BATHING : Feather disorders can occur through feathers becoming too dry due to lack of an open bath of water so offer a shallow bath occasionally. Another way of supplying this necessary moisture is to lightly mist or spray the bird in the morning; this allows plenty of time for him to dry before he roosts in the evening. Your pet shop will be able to supply a mist spray suitable for his job and also a conditioning solution to add to the spray that will ensure his feathers are kept in top condition and clean. Some budgies enjoy using a bath, but not all.
SANDSHEETS : Do not worry if your budgie chews up the sandsheets you have provided on the floor. This is a natural habit of many small parrots and does not do any harm. However, if you prefer, obtain some clean cage sand from the pet shop and place this on the cage floor and just like sandsheets, replace the sand regularly.

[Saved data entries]
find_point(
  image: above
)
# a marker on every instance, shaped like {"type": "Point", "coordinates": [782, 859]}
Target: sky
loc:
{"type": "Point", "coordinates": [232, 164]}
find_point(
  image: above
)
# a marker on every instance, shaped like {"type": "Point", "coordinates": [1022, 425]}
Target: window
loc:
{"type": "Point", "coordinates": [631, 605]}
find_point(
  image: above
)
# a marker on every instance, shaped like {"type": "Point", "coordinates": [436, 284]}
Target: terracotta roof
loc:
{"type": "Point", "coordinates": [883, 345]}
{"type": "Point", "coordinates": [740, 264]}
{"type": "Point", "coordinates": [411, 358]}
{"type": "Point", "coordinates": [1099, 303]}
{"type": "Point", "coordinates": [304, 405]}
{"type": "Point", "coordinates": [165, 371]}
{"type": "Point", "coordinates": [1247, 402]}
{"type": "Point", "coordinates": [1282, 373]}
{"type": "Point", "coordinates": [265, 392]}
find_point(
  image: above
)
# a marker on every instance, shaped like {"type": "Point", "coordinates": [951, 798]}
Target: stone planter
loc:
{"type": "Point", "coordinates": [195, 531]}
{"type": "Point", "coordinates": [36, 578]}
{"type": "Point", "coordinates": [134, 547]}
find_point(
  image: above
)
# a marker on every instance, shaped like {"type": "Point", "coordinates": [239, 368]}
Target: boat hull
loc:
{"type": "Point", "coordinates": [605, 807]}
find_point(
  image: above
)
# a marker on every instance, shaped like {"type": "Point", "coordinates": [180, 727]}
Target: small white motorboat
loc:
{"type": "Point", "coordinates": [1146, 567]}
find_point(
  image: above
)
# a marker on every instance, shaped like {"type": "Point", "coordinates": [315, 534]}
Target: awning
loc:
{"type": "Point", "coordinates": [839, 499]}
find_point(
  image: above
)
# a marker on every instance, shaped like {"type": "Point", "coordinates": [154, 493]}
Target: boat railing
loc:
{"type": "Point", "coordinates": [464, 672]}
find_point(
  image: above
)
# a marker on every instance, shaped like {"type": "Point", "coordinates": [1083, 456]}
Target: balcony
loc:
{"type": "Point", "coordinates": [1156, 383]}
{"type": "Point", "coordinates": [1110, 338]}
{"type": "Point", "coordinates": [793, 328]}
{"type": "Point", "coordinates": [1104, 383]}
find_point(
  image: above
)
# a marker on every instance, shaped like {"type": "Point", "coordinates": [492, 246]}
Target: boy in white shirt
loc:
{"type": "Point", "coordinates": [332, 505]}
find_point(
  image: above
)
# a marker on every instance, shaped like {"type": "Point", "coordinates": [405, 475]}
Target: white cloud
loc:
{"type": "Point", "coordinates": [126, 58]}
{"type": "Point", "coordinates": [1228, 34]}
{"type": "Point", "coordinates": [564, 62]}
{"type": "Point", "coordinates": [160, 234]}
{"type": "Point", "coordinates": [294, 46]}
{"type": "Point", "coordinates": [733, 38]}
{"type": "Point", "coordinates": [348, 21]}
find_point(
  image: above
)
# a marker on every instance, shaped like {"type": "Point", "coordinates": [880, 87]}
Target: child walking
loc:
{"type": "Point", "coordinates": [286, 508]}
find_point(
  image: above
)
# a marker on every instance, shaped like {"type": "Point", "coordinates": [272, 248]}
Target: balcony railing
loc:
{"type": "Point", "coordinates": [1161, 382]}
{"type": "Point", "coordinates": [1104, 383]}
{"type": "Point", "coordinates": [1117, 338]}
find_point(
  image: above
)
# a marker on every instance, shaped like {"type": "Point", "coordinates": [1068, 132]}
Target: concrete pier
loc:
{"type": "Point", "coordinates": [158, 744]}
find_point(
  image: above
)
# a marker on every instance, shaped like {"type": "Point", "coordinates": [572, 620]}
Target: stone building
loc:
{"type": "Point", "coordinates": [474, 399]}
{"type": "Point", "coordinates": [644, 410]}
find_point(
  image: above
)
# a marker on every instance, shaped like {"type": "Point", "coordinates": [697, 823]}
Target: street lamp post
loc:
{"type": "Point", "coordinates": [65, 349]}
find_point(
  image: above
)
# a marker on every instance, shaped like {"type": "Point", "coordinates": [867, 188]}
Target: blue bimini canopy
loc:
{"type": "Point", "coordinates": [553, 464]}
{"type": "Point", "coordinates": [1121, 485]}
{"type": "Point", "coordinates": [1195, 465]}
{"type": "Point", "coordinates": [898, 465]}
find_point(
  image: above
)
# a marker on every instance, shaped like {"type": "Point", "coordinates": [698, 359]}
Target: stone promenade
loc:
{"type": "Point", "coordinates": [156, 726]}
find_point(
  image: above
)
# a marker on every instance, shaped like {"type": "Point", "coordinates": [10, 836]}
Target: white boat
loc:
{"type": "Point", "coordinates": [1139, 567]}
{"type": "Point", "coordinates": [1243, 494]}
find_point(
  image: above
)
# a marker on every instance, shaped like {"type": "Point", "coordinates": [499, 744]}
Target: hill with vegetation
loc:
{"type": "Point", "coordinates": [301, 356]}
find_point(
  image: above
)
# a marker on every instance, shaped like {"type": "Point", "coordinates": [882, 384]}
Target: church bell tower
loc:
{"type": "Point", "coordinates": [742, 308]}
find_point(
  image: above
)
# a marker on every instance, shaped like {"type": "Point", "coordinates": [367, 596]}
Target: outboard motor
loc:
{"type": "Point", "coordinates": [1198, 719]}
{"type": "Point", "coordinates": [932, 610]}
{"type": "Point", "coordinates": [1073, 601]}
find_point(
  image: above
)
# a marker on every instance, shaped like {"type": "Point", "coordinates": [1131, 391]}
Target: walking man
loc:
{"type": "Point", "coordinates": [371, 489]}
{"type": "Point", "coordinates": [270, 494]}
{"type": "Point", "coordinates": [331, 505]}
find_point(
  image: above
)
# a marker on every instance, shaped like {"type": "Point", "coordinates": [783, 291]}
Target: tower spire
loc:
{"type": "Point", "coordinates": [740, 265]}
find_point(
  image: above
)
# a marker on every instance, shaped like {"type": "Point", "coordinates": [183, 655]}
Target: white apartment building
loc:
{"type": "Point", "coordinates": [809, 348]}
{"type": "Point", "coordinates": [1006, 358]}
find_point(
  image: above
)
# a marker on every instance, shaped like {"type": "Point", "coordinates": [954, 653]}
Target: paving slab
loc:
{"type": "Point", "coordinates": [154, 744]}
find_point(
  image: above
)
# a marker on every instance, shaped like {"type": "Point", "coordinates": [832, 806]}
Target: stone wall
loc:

__Task list__:
(A) In the budgie care text, what is the advantage of misting the bird in the morning?
(B) From the budgie care text, quote the stretch from "BATHING : Feather" through "the sand regularly.".
The records stand apart from the budgie care text and are not part of it.

__Answers by item number__:
(A) It gives him plenty of time to dry before he roosts in the evening.

(B)
BATHING : Feather disorders can occur through feathers becoming too dry due to lack of an open bath of water so offer a shallow bath occasionally. Another way of supplying this necessary moisture is to lightly mist or spray the bird in the morning; this allows plenty of time for him to dry before he roosts in the evening. Your pet shop will be able to supply a mist spray suitable for his job and also a conditioning solution to add to the spray that will ensure his feathers are kept in top condition and clean. Some budgies enjoy using a bath, but not all.
SANDSHEETS : Do not worry if your budgie chews up the sandsheets you have provided on the floor. This is a natural habit of many small parrots and does not do any harm. However, if you prefer, obtain some clean cage sand from the pet shop and place this on the cage floor and just like sandsheets, replace the sand regularly.